▸ **Aim of the exercise**
Below are the records; print them again exactly and omit the pictures.

(Point localization data)
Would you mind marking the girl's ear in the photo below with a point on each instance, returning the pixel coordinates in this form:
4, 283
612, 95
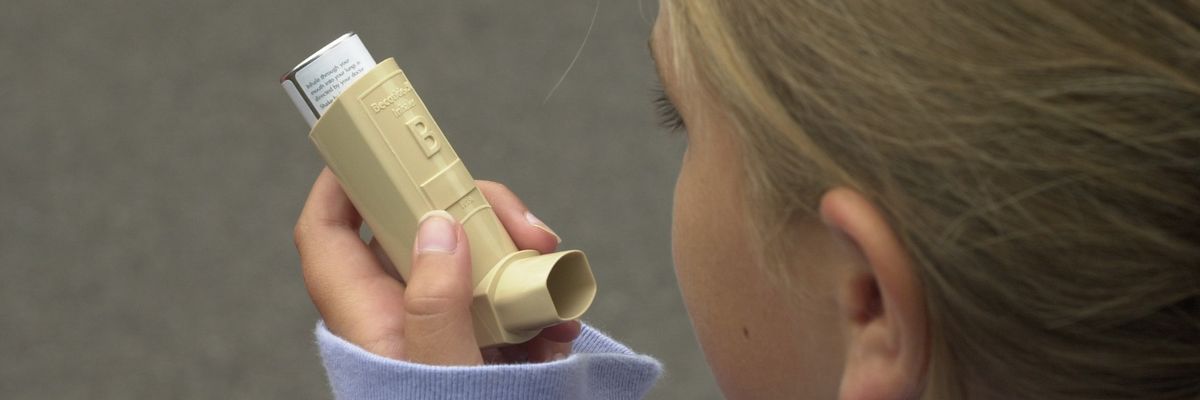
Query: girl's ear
880, 302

▸ **Result**
Would you mind marking the girl's ear in the photo below with a point on each instance, returning the pixel coordinates in this form:
4, 283
612, 95
Query: girl's ear
880, 302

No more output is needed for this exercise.